**Text shown:**
════════════════════
Initially these three cases, together with a fourth case, Drachman v. Jay (1966) 4 Ariz.App. 70, 417 P.2d 704, deserve analysis insofar as they pertain to the adequacy or inadequacy of the remedy at law available to the plaintiff tax-payers in each of these cases, as contrasted with the equitable remedy provided by an injunction.

In McCluskey v. Sparks (1955) 80 Ariz. 15, 291 P.2d 791, it was alleged that the assessor systematically and intentionally undervalued the plaintiffs' property at a percentage less than full cash value, which percentage was nevertheless greatly in excess of the percentage of full cash value used for other like properties. The complaint stated that the assessed values of plaintiffs' properties were increased from 300 to 1600 percent over previous assessments, whereas the values of like or similar properties in the county were not increased. 80 Ariz. at 17, 291 P.2d at 792.

The plaintiffs had appeared before the county board of equalization seeking to have the values equalized, but the board approved the increases, saying the values were equitable in relation to the cash values of the properties. 80 Ariz. at 18, 291 P.2d at 793.

The county, in opposing the injunction sought in the McCluskey case, claimed the plaintiffs had an adequate remedy at law under the provisions of section 73-419, A.C.A.1939, which allowed an appeal to the superior court from the action of the county board of equalization when a taxpayer was dissatisfied with the amount of his assessment. The lower court agreed with the county and dismissed the case.
════════════════════
**Data listing:**
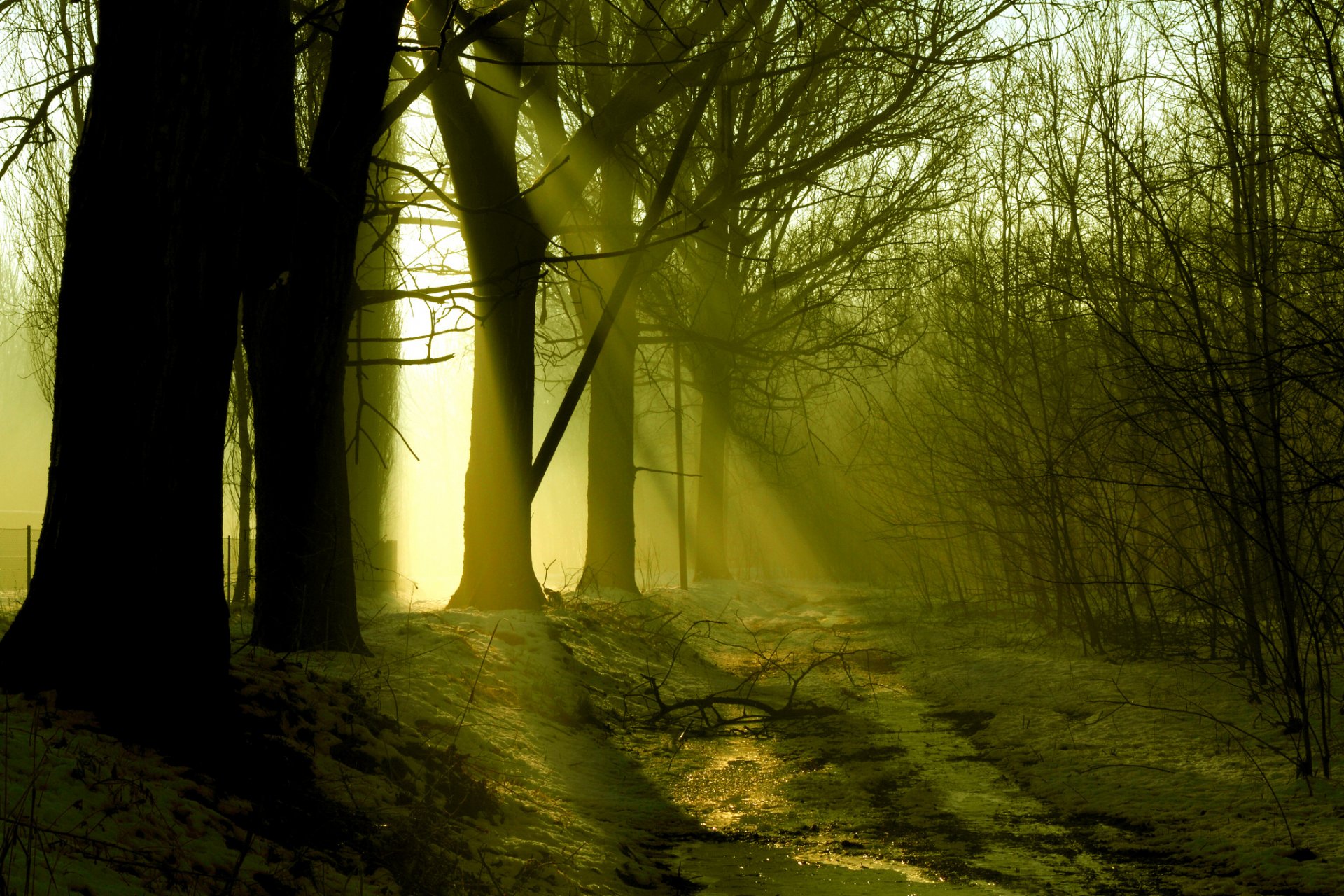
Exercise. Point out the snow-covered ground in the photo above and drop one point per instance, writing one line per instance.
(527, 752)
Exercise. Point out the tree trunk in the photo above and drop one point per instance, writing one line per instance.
════════════════════
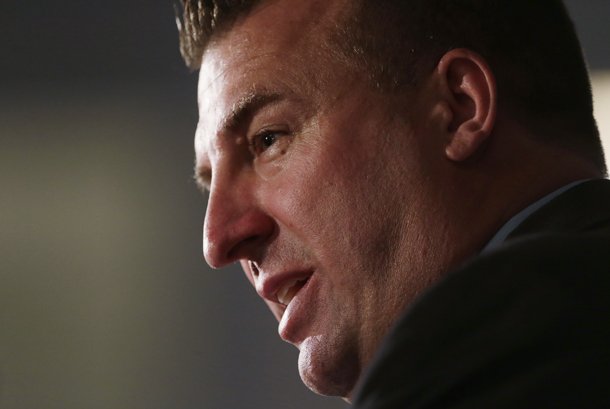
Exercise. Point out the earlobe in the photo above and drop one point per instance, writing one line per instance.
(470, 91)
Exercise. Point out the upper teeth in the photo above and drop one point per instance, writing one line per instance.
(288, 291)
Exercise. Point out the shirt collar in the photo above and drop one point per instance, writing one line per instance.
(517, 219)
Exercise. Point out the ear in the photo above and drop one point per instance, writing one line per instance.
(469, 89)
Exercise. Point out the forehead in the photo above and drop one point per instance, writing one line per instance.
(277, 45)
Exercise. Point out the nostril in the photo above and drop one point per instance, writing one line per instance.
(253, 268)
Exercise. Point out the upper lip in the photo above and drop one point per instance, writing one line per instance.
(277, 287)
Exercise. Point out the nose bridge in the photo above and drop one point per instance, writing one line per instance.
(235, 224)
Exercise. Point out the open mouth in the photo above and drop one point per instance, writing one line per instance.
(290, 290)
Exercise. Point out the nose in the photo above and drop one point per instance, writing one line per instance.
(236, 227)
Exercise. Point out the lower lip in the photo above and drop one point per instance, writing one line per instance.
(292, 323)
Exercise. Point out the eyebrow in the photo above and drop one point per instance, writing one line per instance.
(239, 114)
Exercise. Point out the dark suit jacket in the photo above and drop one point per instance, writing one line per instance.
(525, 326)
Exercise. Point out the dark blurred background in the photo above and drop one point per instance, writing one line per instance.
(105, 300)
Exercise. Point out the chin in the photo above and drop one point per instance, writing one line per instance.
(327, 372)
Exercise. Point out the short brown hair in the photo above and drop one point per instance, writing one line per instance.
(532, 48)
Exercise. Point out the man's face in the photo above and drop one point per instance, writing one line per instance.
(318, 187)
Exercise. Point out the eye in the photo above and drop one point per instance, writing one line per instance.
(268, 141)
════════════════════
**What this exercise asks:**
(a) Copy out the tax assessment text word for word, everything from "In McCluskey v." down to "P.2d at 792.".
(b) Answer these from the tax assessment text above:
(i) By what range of percentages were the assessed values of the plaintiffs' properties in McCluskey v. Sparks increased over previous assessments?
(ii) What reason did the county board of equalization give when it approved the increases?
(iii) Which statutory provision did the county rely on in claiming the plaintiffs had an adequate remedy at law?

**Solutions for each task:**
(a)
In McCluskey v. Sparks (1955) 80 Ariz. 15, 291 P.2d 791, it was alleged that the assessor systematically and intentionally undervalued the plaintiffs' property at a percentage less than full cash value, which percentage was nevertheless greatly in excess of the percentage of full cash value used for other like properties. The complaint stated that the assessed values of plaintiffs' properties were increased from 300 to 1600 percent over previous assessments, whereas the values of like or similar properties in the county were not increased. 80 Ariz. at 17, 291 P.2d at 792.

(b)
(i) From 300 to 1600 percent.
(ii) It said the values were equitable in relation to the cash values of the properties.
(iii) Section 73-419, A.C.A.1939.